> _Instructions_:
• A. In the comment on model checking and proofs, what do virtually all correctness proofs assume?
• B. Reproduce the comment on model checking and proofs from "1. A run of" up to and including "to the instance.", substituting "SAT solver" for "model checker".

··· Supplied passage ···

I agree with everything you've said, and about refinements in particular. TLA+ newcomers often think of refinement as an advanced tool, but it's one of the most pragmatic and effective ways to specify.

But I'd like to add some nuance to this:

> And pure maths that can be exhaustively checked by the computer? It’s not as perfect as a proof but it’s great for a lot of practical applications.

1. A run of a model checker is exactly as perfect as a proof for the checked instance (which, indeed, is a weaker theorem than one that extends to an unbounded set of instances). In fact, it is a proof of the theorem when applied to the instance.

2. A proof is also not perfect for real software. A proof can perfectly convince us of a correctness of an algorithm, which is a mathematical construct, but a software system is not an algorithm; it's ultimately a physical system of silicone and metal elements that carry charge, and a physical system, unlike an algorithm, cannot be proven correct for the simple reason it's not a mathematical object. Virtually all correctness proofs assume that the hardware behaves correctly, but it only behaves correctly with high probability. My point is only that, unlike for algorithms or abstract theorems, there can be no perfect correctness in physical systems. Increasing the confidence in the algorithm beyond the confidence in the hardware (or human operators) may not actually increase the confidence in the system.

··· Data section ···

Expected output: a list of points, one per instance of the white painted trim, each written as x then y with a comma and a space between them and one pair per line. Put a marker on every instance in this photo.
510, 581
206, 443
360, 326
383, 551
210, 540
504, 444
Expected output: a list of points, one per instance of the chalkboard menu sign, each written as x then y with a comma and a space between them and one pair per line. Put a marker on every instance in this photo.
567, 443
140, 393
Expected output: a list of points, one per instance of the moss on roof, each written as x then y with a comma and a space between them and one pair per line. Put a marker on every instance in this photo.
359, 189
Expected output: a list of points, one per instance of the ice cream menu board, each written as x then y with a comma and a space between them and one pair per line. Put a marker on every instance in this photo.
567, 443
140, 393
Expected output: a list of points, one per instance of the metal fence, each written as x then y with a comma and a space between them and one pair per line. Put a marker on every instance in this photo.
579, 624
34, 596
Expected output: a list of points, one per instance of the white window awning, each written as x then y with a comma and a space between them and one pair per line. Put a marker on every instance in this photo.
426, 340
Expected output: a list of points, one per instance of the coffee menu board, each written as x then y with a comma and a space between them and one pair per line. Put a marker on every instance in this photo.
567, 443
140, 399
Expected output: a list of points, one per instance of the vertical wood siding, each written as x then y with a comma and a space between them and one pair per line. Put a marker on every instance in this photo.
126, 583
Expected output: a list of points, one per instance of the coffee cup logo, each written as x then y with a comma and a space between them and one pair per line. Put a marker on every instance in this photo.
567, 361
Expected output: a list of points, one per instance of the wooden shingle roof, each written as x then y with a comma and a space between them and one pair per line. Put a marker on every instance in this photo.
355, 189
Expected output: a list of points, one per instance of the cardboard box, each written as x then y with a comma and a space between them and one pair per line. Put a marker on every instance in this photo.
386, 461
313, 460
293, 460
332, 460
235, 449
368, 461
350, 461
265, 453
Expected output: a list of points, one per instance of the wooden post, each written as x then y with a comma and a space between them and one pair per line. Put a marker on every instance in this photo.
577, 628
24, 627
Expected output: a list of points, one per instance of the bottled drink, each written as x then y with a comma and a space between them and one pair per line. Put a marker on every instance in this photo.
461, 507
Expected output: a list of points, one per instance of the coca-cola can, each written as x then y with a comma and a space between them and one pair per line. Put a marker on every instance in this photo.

···

> _The solutions_:
• A. They assume that the hardware behaves correctly.

• B.
1. A run of a SAT solver is exactly as perfect as a proof for the checked instance (which, indeed, is a weaker theorem than one that extends to an unbounded set of instances). In fact, it is a proof of the theorem when applied to the instance.